Records for this task:
::::::
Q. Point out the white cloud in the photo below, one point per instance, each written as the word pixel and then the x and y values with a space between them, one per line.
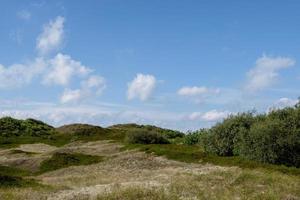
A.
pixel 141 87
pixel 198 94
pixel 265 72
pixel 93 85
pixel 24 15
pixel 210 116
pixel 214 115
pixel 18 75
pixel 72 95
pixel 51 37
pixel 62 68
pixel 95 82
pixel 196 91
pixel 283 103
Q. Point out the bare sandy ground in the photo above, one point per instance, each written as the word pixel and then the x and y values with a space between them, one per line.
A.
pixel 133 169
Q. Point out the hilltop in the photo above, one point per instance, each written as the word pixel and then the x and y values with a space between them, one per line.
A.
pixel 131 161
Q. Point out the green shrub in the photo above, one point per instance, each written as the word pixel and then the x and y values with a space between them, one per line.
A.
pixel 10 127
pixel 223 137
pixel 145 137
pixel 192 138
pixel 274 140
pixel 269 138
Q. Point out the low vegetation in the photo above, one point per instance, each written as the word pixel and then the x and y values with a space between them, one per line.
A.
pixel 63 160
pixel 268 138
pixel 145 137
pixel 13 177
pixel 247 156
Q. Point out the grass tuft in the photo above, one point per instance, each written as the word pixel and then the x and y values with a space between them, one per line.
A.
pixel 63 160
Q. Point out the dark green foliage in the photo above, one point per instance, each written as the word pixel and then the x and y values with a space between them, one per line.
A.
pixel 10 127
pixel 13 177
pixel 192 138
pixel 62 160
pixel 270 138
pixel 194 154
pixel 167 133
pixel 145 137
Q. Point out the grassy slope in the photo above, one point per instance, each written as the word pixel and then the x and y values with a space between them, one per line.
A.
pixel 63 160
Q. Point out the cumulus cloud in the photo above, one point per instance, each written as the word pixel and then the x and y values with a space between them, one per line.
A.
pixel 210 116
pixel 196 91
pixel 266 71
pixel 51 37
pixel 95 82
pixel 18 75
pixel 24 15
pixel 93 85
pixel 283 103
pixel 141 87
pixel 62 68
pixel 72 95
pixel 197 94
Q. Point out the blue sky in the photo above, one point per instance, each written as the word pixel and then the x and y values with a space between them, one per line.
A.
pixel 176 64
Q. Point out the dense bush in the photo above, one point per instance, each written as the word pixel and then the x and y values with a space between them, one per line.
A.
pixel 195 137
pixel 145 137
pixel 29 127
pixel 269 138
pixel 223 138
::::::
Task: Look through the entries above and copy each line that has "cloud" in it.

Exercise answer:
Q. Point out the white cloud in the photo below, one point per instance, each written as the word pixel and then the x and y values with a space between them, one per line.
Q. Point out the cumulus cloud in the photo above, one point per instance, each written as the word pixel and then the x and y values with a space between them, one per line.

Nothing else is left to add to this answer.